Start of DATA

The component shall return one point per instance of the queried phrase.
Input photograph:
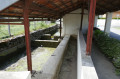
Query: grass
(116, 27)
(19, 29)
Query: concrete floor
(69, 66)
(104, 67)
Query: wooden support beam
(21, 20)
(12, 23)
(27, 34)
(90, 27)
(82, 17)
(60, 28)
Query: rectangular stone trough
(51, 69)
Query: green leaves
(109, 46)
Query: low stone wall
(45, 43)
(51, 68)
(19, 41)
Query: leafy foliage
(19, 29)
(109, 46)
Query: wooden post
(27, 34)
(9, 30)
(82, 16)
(91, 25)
(60, 28)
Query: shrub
(109, 46)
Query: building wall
(72, 21)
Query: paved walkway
(104, 67)
(114, 32)
(69, 66)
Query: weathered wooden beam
(11, 23)
(90, 27)
(27, 33)
(20, 20)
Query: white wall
(71, 22)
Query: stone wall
(19, 41)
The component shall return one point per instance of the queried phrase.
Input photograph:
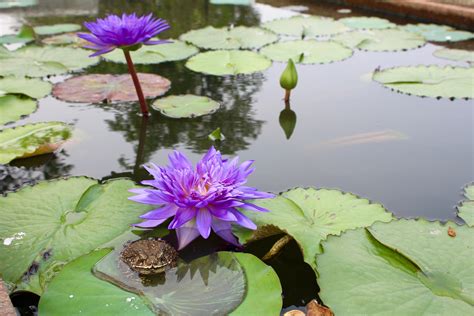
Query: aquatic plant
(129, 33)
(200, 199)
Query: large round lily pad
(46, 225)
(155, 54)
(100, 88)
(228, 62)
(307, 51)
(455, 54)
(56, 28)
(305, 26)
(438, 33)
(31, 140)
(366, 23)
(33, 61)
(34, 88)
(430, 81)
(13, 107)
(185, 291)
(381, 40)
(240, 37)
(406, 267)
(185, 106)
(310, 215)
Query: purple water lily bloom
(201, 198)
(128, 30)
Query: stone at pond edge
(99, 88)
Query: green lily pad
(430, 81)
(381, 40)
(33, 61)
(34, 88)
(31, 139)
(466, 209)
(366, 23)
(305, 26)
(406, 267)
(240, 37)
(307, 51)
(155, 54)
(438, 33)
(13, 108)
(455, 54)
(228, 62)
(98, 88)
(77, 289)
(185, 106)
(56, 28)
(53, 222)
(310, 215)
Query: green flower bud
(289, 77)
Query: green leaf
(306, 26)
(466, 209)
(365, 23)
(430, 81)
(228, 62)
(53, 222)
(240, 37)
(185, 106)
(33, 61)
(99, 88)
(381, 40)
(406, 267)
(32, 139)
(155, 54)
(310, 215)
(455, 54)
(13, 107)
(34, 88)
(56, 29)
(438, 33)
(307, 51)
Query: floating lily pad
(381, 40)
(310, 215)
(455, 54)
(77, 289)
(240, 37)
(228, 62)
(430, 81)
(466, 209)
(100, 88)
(13, 107)
(56, 29)
(185, 106)
(34, 88)
(155, 54)
(366, 23)
(31, 140)
(438, 33)
(307, 51)
(406, 267)
(46, 225)
(305, 26)
(33, 61)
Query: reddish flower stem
(136, 82)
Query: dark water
(411, 154)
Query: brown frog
(149, 256)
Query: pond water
(411, 154)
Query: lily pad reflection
(211, 285)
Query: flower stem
(136, 82)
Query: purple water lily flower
(128, 30)
(202, 198)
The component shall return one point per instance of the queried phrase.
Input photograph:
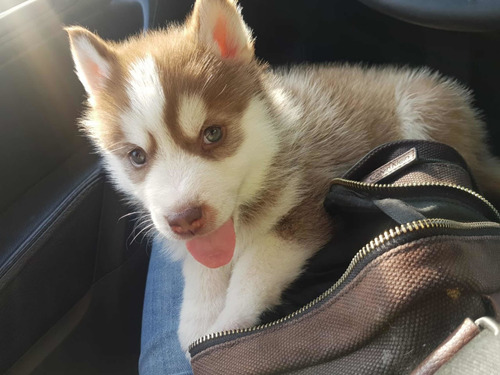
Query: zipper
(366, 250)
(374, 187)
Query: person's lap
(160, 349)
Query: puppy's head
(180, 118)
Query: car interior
(73, 263)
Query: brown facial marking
(226, 89)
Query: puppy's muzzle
(188, 221)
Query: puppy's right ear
(93, 58)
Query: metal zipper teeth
(365, 185)
(360, 255)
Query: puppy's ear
(93, 58)
(220, 26)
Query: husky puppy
(232, 160)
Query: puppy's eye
(212, 134)
(137, 157)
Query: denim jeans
(160, 349)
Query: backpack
(416, 254)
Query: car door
(71, 276)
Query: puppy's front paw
(227, 322)
(188, 333)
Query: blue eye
(212, 134)
(137, 157)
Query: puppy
(232, 160)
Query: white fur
(192, 113)
(147, 102)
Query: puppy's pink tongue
(215, 249)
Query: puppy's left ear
(93, 59)
(219, 25)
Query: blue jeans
(160, 349)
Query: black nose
(187, 221)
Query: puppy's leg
(203, 299)
(259, 277)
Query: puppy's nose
(187, 221)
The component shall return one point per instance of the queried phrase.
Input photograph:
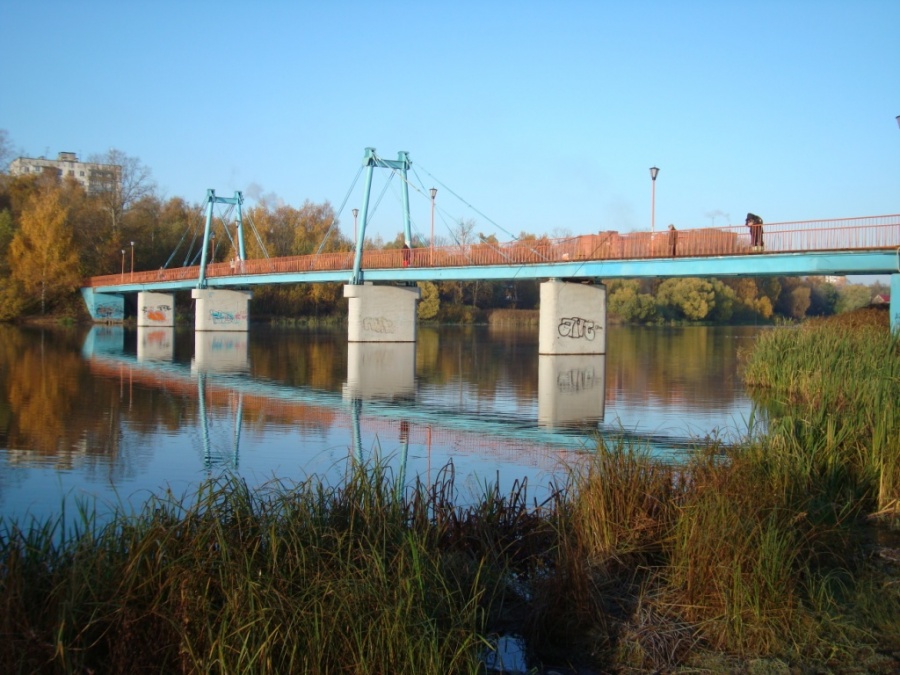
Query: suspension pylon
(211, 200)
(370, 161)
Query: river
(110, 415)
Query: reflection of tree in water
(669, 364)
(56, 412)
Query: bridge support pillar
(104, 307)
(573, 318)
(156, 309)
(218, 310)
(895, 302)
(381, 313)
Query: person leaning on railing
(754, 222)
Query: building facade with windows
(93, 177)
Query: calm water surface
(114, 414)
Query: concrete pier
(219, 310)
(104, 307)
(573, 318)
(156, 309)
(571, 389)
(381, 313)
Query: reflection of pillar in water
(571, 389)
(104, 340)
(380, 370)
(204, 421)
(156, 343)
(238, 412)
(355, 410)
(220, 352)
(404, 456)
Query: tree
(690, 298)
(823, 298)
(134, 182)
(853, 296)
(430, 303)
(724, 303)
(627, 302)
(794, 298)
(42, 257)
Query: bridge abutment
(218, 310)
(156, 309)
(573, 318)
(381, 313)
(104, 307)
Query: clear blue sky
(544, 116)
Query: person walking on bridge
(754, 222)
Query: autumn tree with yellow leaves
(42, 258)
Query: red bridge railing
(866, 233)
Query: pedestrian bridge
(847, 246)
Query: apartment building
(93, 177)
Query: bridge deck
(871, 233)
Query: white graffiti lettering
(378, 324)
(575, 380)
(577, 328)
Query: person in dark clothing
(754, 222)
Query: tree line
(53, 234)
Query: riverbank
(773, 556)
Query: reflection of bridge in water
(380, 389)
(382, 313)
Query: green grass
(774, 550)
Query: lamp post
(433, 192)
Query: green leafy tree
(794, 298)
(823, 298)
(686, 298)
(625, 300)
(724, 303)
(430, 302)
(42, 257)
(853, 296)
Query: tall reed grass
(763, 550)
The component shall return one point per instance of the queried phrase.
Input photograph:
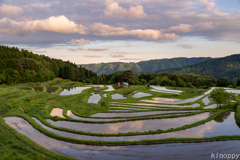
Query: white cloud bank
(6, 10)
(133, 12)
(59, 24)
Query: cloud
(39, 51)
(58, 24)
(80, 41)
(6, 10)
(184, 28)
(127, 44)
(92, 56)
(204, 25)
(81, 48)
(106, 30)
(130, 59)
(186, 46)
(72, 49)
(98, 49)
(117, 55)
(133, 12)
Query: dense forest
(20, 66)
(165, 79)
(143, 66)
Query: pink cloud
(97, 49)
(92, 56)
(106, 30)
(81, 48)
(72, 49)
(53, 24)
(80, 41)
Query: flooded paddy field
(123, 120)
(94, 98)
(131, 126)
(133, 114)
(72, 90)
(201, 150)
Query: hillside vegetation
(143, 66)
(226, 67)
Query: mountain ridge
(142, 66)
(224, 67)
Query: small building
(96, 88)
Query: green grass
(237, 114)
(15, 146)
(29, 103)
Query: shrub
(103, 103)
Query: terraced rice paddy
(77, 126)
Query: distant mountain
(143, 66)
(226, 67)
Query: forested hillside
(226, 67)
(20, 66)
(143, 66)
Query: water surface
(138, 113)
(167, 151)
(72, 90)
(141, 94)
(52, 90)
(94, 98)
(118, 96)
(131, 126)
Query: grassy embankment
(28, 103)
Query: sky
(101, 31)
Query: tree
(127, 76)
(220, 96)
(238, 82)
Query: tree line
(20, 66)
(165, 79)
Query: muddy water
(72, 90)
(154, 105)
(110, 88)
(212, 106)
(118, 96)
(131, 126)
(94, 98)
(137, 113)
(131, 108)
(141, 94)
(206, 100)
(38, 89)
(57, 112)
(176, 101)
(165, 151)
(52, 90)
(70, 114)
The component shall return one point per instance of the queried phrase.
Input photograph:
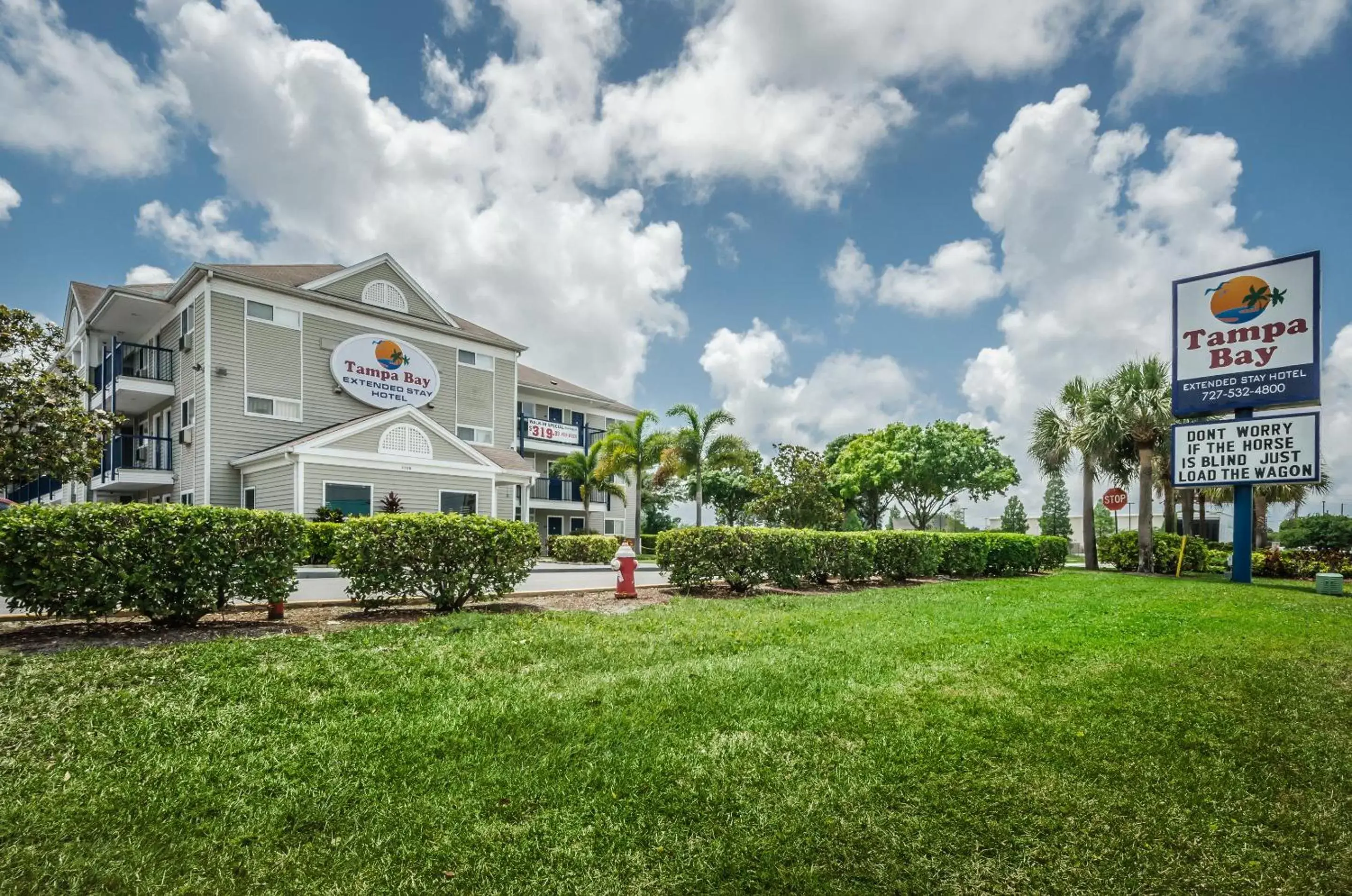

End of DATA

**TASK OBJECTIVE**
An exact reproduction of every record above is required, with no pictures included.

**FINISHED TASK**
The component shall return one point per instance of the queried phrase.
Input photograph:
Query: grass
(116, 27)
(19, 29)
Query: concrete floor
(69, 66)
(104, 67)
Query: wooden support beam
(21, 20)
(12, 23)
(27, 34)
(90, 27)
(82, 17)
(60, 28)
Query: rectangular stone trough
(51, 69)
Query: green leaves
(109, 46)
Query: low stone wall
(45, 43)
(51, 68)
(19, 41)
Query: leafy foliage
(19, 29)
(109, 46)
Query: wooden post
(27, 34)
(9, 30)
(82, 16)
(91, 25)
(60, 28)
Query: shrub
(109, 46)
Query: building wall
(72, 21)
Query: paved walkway
(104, 67)
(114, 32)
(69, 66)
Query: weathered wooden beam
(11, 23)
(90, 27)
(27, 33)
(20, 20)
Query: white wall
(71, 22)
Query: stone wall
(19, 41)
The component shall return one point per instance of the queried phrase.
Input photograph:
Query: aquatic plant
(129, 33)
(200, 199)
Query: large round lily pad
(46, 225)
(155, 54)
(100, 88)
(228, 62)
(307, 51)
(455, 54)
(56, 28)
(305, 26)
(438, 33)
(31, 140)
(366, 23)
(33, 61)
(34, 88)
(430, 81)
(13, 107)
(185, 291)
(381, 40)
(240, 37)
(406, 267)
(185, 106)
(310, 215)
Query: purple water lily bloom
(201, 198)
(128, 30)
Query: stone at pond edge
(99, 88)
Query: green lily pad
(430, 81)
(381, 40)
(33, 61)
(34, 88)
(31, 139)
(466, 209)
(366, 23)
(305, 26)
(406, 267)
(240, 37)
(307, 51)
(155, 54)
(438, 33)
(13, 108)
(455, 54)
(228, 62)
(98, 88)
(77, 289)
(185, 106)
(56, 28)
(53, 222)
(310, 215)
Query: green flower bud
(289, 77)
Query: green leaf
(306, 26)
(466, 209)
(365, 23)
(430, 81)
(228, 62)
(53, 222)
(240, 37)
(185, 106)
(33, 61)
(99, 88)
(381, 40)
(406, 267)
(32, 139)
(155, 54)
(310, 215)
(455, 54)
(13, 107)
(34, 88)
(56, 29)
(438, 33)
(307, 51)
Query: floating lily pad
(381, 40)
(310, 215)
(455, 54)
(77, 289)
(240, 37)
(228, 62)
(430, 81)
(466, 209)
(100, 88)
(13, 107)
(56, 29)
(185, 106)
(34, 88)
(155, 54)
(366, 23)
(31, 140)
(438, 33)
(307, 51)
(406, 267)
(46, 225)
(305, 26)
(33, 61)
Query: reddish flower stem
(136, 82)
Query: dark water
(411, 154)
Query: brown frog
(149, 256)
Query: pond water
(411, 154)
Query: lily pad reflection
(211, 285)
Query: flower stem
(136, 82)
Query: purple water lily flower
(128, 30)
(202, 198)
The component shall return one point per instance of the queried phrase.
Input photograph:
Query: zipper
(366, 250)
(374, 187)
Query: person's lap
(160, 349)
Query: puppy's head
(180, 118)
Query: car interior
(73, 263)
Query: brown facial marking
(226, 89)
Query: puppy's muzzle
(188, 221)
Query: puppy's right ear
(93, 58)
Query: metal zipper teeth
(365, 185)
(360, 255)
Query: puppy's ear
(93, 58)
(220, 26)
Query: husky puppy
(232, 160)
Query: puppy's eye
(212, 134)
(137, 157)
Query: denim jeans
(160, 349)
Query: backpack
(416, 254)
Query: car door
(71, 276)
Query: puppy's front paw
(227, 322)
(188, 333)
Query: blue eye
(212, 134)
(137, 157)
Query: puppy
(232, 160)
Query: white fur
(192, 113)
(147, 102)
Query: puppy's pink tongue
(215, 249)
Query: puppy's left ear
(93, 59)
(219, 25)
Query: blue jeans
(160, 349)
Query: black nose
(187, 221)
Query: puppy's leg
(203, 299)
(259, 277)
Query: puppy's nose
(187, 221)
The component shall return one point per instance of the queried phrase.
Input photograph:
Query: suspension pylon
(211, 200)
(370, 161)
Query: river
(110, 415)
Query: reflection of tree in water
(669, 364)
(56, 412)
Query: bridge support pillar
(104, 307)
(573, 318)
(156, 309)
(218, 310)
(895, 302)
(381, 313)
Query: person leaning on railing
(754, 222)
Query: building facade with windows
(93, 177)
Query: calm water surface
(114, 414)
Query: concrete pier
(219, 310)
(104, 307)
(573, 318)
(156, 309)
(571, 389)
(381, 313)
Query: reflection of pillar in water
(571, 389)
(104, 340)
(380, 370)
(204, 421)
(156, 343)
(238, 412)
(355, 410)
(220, 352)
(404, 456)
Query: tree
(690, 298)
(823, 298)
(134, 182)
(853, 296)
(430, 303)
(724, 303)
(627, 302)
(794, 298)
(42, 257)
Query: bridge abutment
(218, 310)
(156, 309)
(573, 318)
(381, 313)
(104, 307)
Query: clear blue sky
(544, 116)
Query: person walking on bridge
(754, 222)
Query: autumn tree with yellow leaves
(42, 258)
Query: red bridge railing
(866, 233)
Query: pedestrian bridge
(847, 246)
Query: apartment building
(93, 177)
Query: bridge deck
(871, 233)
Query: white graffiti lettering
(378, 324)
(575, 380)
(577, 328)
Query: person in dark clothing
(754, 222)
Query: tree line
(53, 234)
Query: riverbank
(773, 556)
Query: reflection of bridge in water
(380, 389)
(382, 313)
Query: green grass
(774, 550)
Query: lamp post
(433, 192)
Query: green leafy tree
(794, 298)
(823, 298)
(686, 298)
(625, 300)
(724, 303)
(430, 302)
(42, 257)
(853, 296)
Query: tall reed grass
(763, 550)
The component shall return one point per instance of the queried phrase.
Input photograph:
Query: white cloud bank
(6, 10)
(133, 12)
(59, 24)
Query: cloud
(39, 51)
(58, 24)
(80, 41)
(6, 10)
(184, 28)
(127, 44)
(92, 56)
(204, 25)
(81, 48)
(106, 30)
(130, 59)
(186, 46)
(72, 49)
(98, 49)
(117, 55)
(133, 12)
Query: dense forest
(20, 66)
(165, 79)
(143, 66)
Query: pink cloud
(97, 49)
(92, 56)
(106, 30)
(81, 48)
(72, 49)
(53, 24)
(80, 41)
Query: flooded paddy field
(123, 120)
(94, 98)
(131, 126)
(133, 114)
(72, 90)
(201, 150)
Query: hillside vegetation
(143, 66)
(226, 67)
Query: mountain ridge
(142, 66)
(224, 67)
Query: small building
(96, 88)
Query: green grass
(237, 114)
(15, 146)
(29, 103)
Query: shrub
(103, 103)
Query: terraced rice paddy
(77, 126)
Query: distant mountain
(143, 66)
(226, 67)
Query: forested hillside
(226, 67)
(20, 66)
(143, 66)
Query: water surface
(138, 113)
(167, 151)
(72, 90)
(141, 94)
(52, 90)
(94, 98)
(118, 96)
(131, 126)
Query: grassy embankment
(28, 103)
Query: sky
(101, 31)
Query: tree
(127, 76)
(220, 96)
(238, 82)
Query: tree line
(20, 66)
(165, 79)
Query: muddy water
(72, 90)
(154, 105)
(110, 88)
(212, 106)
(118, 96)
(131, 126)
(94, 98)
(137, 113)
(131, 108)
(141, 94)
(206, 100)
(38, 89)
(57, 112)
(176, 101)
(165, 151)
(52, 90)
(70, 114)
The component shall return one point per instance of the queried phrase.
Input photograph:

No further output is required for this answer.